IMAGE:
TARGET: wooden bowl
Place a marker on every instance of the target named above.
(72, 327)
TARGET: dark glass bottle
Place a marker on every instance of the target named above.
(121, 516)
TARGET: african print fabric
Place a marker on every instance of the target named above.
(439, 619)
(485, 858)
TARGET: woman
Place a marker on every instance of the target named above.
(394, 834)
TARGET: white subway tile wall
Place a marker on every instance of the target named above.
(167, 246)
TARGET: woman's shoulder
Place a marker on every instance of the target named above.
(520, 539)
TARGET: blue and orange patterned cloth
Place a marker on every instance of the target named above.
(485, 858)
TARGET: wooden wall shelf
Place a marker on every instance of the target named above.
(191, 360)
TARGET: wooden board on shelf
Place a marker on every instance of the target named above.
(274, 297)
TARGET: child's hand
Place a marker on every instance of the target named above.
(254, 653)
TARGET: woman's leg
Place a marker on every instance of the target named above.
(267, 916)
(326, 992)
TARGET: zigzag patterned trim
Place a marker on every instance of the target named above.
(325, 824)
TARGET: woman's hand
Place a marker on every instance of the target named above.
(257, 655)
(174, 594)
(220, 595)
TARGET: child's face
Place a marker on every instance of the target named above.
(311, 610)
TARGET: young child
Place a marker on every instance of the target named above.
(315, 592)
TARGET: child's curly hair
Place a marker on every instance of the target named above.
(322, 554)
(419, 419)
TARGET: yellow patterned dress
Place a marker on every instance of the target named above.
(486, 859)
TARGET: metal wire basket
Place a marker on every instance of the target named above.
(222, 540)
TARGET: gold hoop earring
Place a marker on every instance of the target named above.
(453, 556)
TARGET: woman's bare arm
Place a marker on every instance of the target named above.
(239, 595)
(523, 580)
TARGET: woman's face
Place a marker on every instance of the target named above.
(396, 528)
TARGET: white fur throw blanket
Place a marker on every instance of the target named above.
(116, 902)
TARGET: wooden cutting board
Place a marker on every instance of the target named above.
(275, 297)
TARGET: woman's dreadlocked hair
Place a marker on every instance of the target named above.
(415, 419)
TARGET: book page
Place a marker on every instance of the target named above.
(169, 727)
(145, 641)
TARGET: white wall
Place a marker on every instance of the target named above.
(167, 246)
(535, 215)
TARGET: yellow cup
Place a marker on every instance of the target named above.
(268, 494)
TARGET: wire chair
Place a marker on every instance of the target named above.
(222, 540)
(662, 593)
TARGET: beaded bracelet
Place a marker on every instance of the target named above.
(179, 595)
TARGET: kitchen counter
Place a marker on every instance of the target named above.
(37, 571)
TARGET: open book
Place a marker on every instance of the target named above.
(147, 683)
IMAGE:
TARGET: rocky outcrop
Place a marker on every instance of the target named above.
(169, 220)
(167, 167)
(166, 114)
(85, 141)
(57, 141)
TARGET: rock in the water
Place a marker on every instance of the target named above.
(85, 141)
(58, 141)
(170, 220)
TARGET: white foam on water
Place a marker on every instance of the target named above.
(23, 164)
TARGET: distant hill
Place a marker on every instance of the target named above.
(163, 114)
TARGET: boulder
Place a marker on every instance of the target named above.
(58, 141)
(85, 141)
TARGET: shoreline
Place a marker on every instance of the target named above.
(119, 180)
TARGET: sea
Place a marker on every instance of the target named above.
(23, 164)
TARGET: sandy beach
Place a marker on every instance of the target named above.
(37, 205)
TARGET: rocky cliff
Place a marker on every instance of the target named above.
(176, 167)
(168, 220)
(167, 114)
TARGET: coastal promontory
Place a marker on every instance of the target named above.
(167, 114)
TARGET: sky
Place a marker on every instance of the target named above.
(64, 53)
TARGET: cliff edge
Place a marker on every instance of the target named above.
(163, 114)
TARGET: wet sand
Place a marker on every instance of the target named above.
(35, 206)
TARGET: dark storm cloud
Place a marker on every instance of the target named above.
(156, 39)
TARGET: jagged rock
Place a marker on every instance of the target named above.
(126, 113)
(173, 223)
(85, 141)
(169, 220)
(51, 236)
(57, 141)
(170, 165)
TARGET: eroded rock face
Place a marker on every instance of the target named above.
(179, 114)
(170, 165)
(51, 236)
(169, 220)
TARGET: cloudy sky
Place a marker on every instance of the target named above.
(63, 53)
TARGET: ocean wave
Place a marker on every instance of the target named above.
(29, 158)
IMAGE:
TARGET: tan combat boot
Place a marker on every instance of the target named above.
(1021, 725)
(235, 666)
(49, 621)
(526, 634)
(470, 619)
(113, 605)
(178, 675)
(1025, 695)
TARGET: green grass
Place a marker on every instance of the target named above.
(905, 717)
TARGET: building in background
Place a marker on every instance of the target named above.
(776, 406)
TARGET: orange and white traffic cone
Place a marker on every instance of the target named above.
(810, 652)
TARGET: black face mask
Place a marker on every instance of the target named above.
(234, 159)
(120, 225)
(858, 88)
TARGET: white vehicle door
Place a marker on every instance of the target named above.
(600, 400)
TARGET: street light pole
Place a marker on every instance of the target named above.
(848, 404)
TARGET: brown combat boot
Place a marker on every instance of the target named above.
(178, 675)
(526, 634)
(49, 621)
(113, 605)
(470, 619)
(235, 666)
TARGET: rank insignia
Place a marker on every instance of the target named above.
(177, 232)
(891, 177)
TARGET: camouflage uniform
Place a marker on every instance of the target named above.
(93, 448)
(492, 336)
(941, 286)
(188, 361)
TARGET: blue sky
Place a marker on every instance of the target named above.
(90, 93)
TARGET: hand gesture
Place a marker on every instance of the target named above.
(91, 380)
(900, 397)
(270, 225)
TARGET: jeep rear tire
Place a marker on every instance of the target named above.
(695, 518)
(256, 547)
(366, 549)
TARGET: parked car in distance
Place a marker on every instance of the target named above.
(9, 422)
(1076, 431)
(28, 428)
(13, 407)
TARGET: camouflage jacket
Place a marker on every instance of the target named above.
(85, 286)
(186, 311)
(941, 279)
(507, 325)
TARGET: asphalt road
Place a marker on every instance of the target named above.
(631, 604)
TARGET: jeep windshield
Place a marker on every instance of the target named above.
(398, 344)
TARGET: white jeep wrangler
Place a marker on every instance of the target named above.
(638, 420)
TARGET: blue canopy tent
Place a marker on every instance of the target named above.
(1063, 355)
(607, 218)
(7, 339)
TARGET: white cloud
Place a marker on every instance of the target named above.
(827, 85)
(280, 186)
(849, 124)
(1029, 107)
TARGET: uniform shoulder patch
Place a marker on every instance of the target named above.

Exercise prompt:
What is needed here is an exact copy of every record.

Answer to this exercise:
IMAGE:
TARGET: wooden bowl
Place a marker on every instance of the target named above.
(72, 327)
TARGET: dark glass bottle
Place a marker on every instance of the target named above.
(121, 516)
TARGET: african print fabric
Place a marker on every instance of the target named above.
(439, 619)
(485, 858)
TARGET: woman
Place a marker on every instance of the target named above.
(394, 834)
TARGET: white subway tile wall
Place a marker on every instance of the target named above.
(167, 246)
TARGET: woman's shoulder
Place a marker on every instance of the target named above.
(520, 539)
TARGET: blue and orange patterned cloth
Place a marker on every instance of the target named above.
(485, 858)
TARGET: wooden wall shelf
Place a marker on every instance of the target named above.
(191, 360)
TARGET: wooden board on shelf
Place a marker on every instance of the target named above.
(274, 297)
TARGET: child's hand
Place a marker on every instance of the target named above.
(254, 653)
TARGET: woman's leg
Place a marker on every instance of the target named above.
(267, 916)
(326, 992)
TARGET: zigzag patterned trim
Place a marker on every instance of the target named above.
(325, 824)
TARGET: woman's hand
Place a marker on every instance of the target named above.
(257, 655)
(174, 594)
(220, 595)
TARGET: child's face
Place a marker on every instance of the target named above.
(311, 610)
TARGET: young child
Place a marker on every instance of the target named above.
(315, 592)
TARGET: child's curly hair
Place a marker on every instance of the target named above.
(322, 554)
(419, 419)
TARGET: yellow patterned dress
Place a marker on every instance of the target named above.
(486, 859)
TARGET: metal wire basket
Place a marker on every instance of the target named above.
(222, 540)
TARGET: gold hoop earring
Place a marker on every instance of the target named above.
(453, 556)
TARGET: woman's bare arm
Place a marker on every instance of the target named above.
(239, 595)
(523, 580)
TARGET: woman's face
Place a marker on every instance of the target named above.
(396, 528)
TARGET: white fur throw blanket
Place a marker on every instance of the target named above.
(116, 902)
TARGET: wooden cutting board
Place a marker on every instance of the target named above.
(275, 297)
TARGET: woman's dreadlocked hair
Place a marker on every instance of the target named above.
(415, 419)
TARGET: book page
Place a marker on every instance of the target named above.
(169, 727)
(145, 641)
TARGET: white wall
Place a marker on every instance of the target named above.
(167, 246)
(535, 215)
TARGET: yellow cup
Place a marker on every instance of the target named above.
(268, 494)
TARGET: wire chair
Place a marker on every instance of the target named above.
(222, 540)
(662, 593)
TARGET: beaded bracelet
Place a marker on every instance of the target named above.
(179, 595)
TARGET: kitchen counter
Place a marker on every instance of the target named above.
(37, 571)
TARGET: open book
Place a marker on every instance of the target named above.
(147, 683)
IMAGE:
TARGET: rocky outcrop
Place a marker on every instance of the target named above.
(169, 220)
(167, 167)
(166, 114)
(85, 141)
(57, 141)
TARGET: rock in the water
Place a marker on every instance of the target named above.
(85, 141)
(58, 141)
(170, 220)
TARGET: white foam on water
Place a marker on every instance of the target named above.
(23, 164)
TARGET: distant hill
Place a marker on every instance of the target named above.
(163, 114)
TARGET: boulder
Place a marker on every instance of the target named above.
(58, 141)
(85, 141)
TARGET: shoreline
Place a marker on every instance of the target named above.
(119, 180)
TARGET: sea
Place a marker on every instance of the target named above.
(23, 164)
TARGET: sandy beach
Place a marker on every instance of the target named above.
(37, 205)
TARGET: rocky cliff
Place a marker on every instance of the target named above.
(176, 167)
(168, 220)
(167, 114)
TARGET: coastal promontory
Place a marker on every instance of the target named above.
(167, 114)
TARGET: sky
Place a marker on every instance of the target named above.
(64, 53)
TARGET: cliff edge
Place a marker on every instance of the target named above.
(163, 114)
TARGET: wet sand
Place a marker on every instance of the target named above.
(35, 206)
TARGET: dark storm cloud
Place a marker on every instance of the target named above.
(156, 39)
TARGET: jagged rock
Place a marker on every instance of the target named above.
(126, 113)
(173, 223)
(85, 141)
(169, 220)
(51, 236)
(57, 141)
(170, 165)
TARGET: eroded rock face
Place a marker on every instance of the target named above.
(179, 114)
(170, 165)
(51, 236)
(169, 220)
TARGET: cloudy sky
Place a marker on every instance of the target named above.
(63, 53)
TARGET: ocean wave
Place a marker on every instance of the target named above.
(29, 158)
IMAGE:
TARGET: tan combat boot
Place a marker on every instance of the target named above.
(1021, 725)
(235, 666)
(49, 621)
(526, 634)
(470, 619)
(113, 605)
(178, 675)
(1025, 695)
TARGET: green grass
Place a marker on every instance of the target named above.
(905, 717)
TARGET: building in background
Place a marker on every instance of the target named above.
(776, 406)
TARGET: orange and white traffic cone
Place a marker on every instance of the target named above.
(810, 652)
TARGET: black face mask
Place a marker on every instance of the target named above.
(234, 159)
(120, 225)
(858, 88)
TARGET: white vehicle door
Place a marker on every instance of the target named above.
(600, 400)
TARGET: street light pole
Place a marker on every instance of the target named above.
(848, 404)
TARGET: brown combat boot
Place a marker on every instance of the target named above.
(178, 675)
(526, 634)
(49, 621)
(113, 605)
(470, 619)
(235, 666)
TARGET: rank insignia
Place a marker on every instance of the target named above.
(177, 232)
(891, 177)
TARGET: camouflage uniform
Place a marker on every instance of the target named above.
(93, 448)
(492, 336)
(941, 286)
(188, 361)
TARGET: blue sky
Place a marker on every instance of the target named above.
(90, 93)
TARGET: hand gesture
Place a marker on every instance of the target named above.
(91, 380)
(900, 397)
(270, 225)
TARGET: jeep rear tire
Place a marker on every instance of the target named above.
(695, 518)
(256, 547)
(366, 549)
TARGET: parked car in distance
Place a marker on every instance of the target named above.
(9, 422)
(1076, 431)
(28, 428)
(13, 407)
TARGET: camouflage jacket
Place a marker on every instance of the target named above.
(85, 286)
(186, 311)
(941, 279)
(507, 325)
TARGET: asphalt road
Place a marker on every instance of the target named above.
(631, 604)
TARGET: jeep windshield
Place a marker on every instance of the target named above.
(398, 344)
TARGET: white jeep wrangler
Place a marker on every instance of the target named above.
(638, 420)
TARGET: blue canopy tent
Place a marker on every instance of the target named above.
(1063, 355)
(607, 218)
(7, 339)
TARGET: white cloud
Place a marker on every instance of the target named above.
(827, 85)
(280, 186)
(849, 124)
(1029, 107)
TARGET: uniform shoulder patch
Place a marker on every instance of the target named above.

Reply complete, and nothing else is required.